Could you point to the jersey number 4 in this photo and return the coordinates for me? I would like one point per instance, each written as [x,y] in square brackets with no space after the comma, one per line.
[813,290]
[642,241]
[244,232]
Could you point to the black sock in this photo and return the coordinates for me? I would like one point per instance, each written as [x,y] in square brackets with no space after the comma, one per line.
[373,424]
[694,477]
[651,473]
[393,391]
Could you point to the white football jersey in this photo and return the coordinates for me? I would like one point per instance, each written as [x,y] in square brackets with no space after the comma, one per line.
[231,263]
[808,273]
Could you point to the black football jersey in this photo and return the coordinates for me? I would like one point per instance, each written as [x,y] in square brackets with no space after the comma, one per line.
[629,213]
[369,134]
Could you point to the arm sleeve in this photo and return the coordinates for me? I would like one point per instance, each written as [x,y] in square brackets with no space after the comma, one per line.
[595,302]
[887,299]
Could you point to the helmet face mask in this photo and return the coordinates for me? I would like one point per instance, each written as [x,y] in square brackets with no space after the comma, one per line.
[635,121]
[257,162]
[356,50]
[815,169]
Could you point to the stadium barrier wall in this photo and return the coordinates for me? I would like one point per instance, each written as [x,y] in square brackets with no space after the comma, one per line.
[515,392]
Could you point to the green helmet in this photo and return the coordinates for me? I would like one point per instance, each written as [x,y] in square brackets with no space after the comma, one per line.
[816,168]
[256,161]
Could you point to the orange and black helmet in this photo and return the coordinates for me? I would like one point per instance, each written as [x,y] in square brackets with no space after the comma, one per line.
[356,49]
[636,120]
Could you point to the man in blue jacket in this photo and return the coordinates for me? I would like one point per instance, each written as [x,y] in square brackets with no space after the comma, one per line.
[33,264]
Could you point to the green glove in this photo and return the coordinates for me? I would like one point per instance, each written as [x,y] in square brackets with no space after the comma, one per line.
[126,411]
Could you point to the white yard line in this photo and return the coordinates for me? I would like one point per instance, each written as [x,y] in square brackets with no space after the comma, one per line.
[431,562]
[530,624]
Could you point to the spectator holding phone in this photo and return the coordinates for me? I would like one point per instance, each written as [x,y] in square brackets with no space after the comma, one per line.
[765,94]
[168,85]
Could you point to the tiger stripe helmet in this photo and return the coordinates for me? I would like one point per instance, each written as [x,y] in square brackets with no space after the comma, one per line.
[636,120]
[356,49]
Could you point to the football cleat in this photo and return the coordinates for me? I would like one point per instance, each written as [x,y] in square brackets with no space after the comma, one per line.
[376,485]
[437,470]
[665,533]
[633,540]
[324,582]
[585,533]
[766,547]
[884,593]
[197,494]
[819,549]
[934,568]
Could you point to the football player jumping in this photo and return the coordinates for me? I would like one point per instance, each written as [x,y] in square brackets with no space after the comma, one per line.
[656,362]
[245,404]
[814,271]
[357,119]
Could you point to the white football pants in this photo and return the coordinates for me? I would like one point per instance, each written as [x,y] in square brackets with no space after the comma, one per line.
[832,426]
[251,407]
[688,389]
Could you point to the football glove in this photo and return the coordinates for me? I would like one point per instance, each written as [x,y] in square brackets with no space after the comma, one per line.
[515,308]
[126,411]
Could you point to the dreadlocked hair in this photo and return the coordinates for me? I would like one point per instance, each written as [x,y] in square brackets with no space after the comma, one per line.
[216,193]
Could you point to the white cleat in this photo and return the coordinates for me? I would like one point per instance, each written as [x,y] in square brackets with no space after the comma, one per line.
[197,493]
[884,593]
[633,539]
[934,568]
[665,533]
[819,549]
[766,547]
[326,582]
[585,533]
────────────────
- **DIRECTIONS**: Begin with the line that contains "Could you point to the dreadlocked" and end with the last line of the data. Repeat those two lines and all between them exactly.

- **EXPECTED OUTPUT**:
Could you point to the dreadlocked hair in this photo and return the coordinates for me? I would like one point per instance, each written as [x,y] in square brackets with no space after the comma, one per line.
[216,193]
Could you point to the white cleat in this photo and return the coordinates for me? I would like one point per instance, each written as [x,y] in square brackets with no space after the comma, one per line.
[197,493]
[884,593]
[633,539]
[934,568]
[665,533]
[819,549]
[766,547]
[326,582]
[585,533]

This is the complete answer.